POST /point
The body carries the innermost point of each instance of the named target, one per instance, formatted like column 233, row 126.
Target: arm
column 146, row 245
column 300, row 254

**THE REQUEST**: Rewrite the data above, substituting "occurrence" for every "instance" and leaving everything else unchanged.

**RESULT**:
POST /point
The body carries the innermost point of each occurrence of the named target, one per occurrence, formatted like column 233, row 126.
Target: arm
column 146, row 245
column 300, row 254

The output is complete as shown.